** Exercise description **
Some lines in the listing hold the word "drop". Return each of them.

** Dataset **
──────────────────────────────

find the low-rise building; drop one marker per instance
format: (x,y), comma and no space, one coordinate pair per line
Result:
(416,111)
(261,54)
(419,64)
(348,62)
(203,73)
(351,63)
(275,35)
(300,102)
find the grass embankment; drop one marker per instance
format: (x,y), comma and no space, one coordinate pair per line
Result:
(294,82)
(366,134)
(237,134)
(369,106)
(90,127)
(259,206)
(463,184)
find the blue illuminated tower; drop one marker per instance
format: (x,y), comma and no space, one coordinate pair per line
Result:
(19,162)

──────────────────────────────

** Answer to the exercise **
find the low-rise building; drop one marker per instance
find the grass embankment; drop one marker per instance
find the blue illuminated tower; drop one marker per instance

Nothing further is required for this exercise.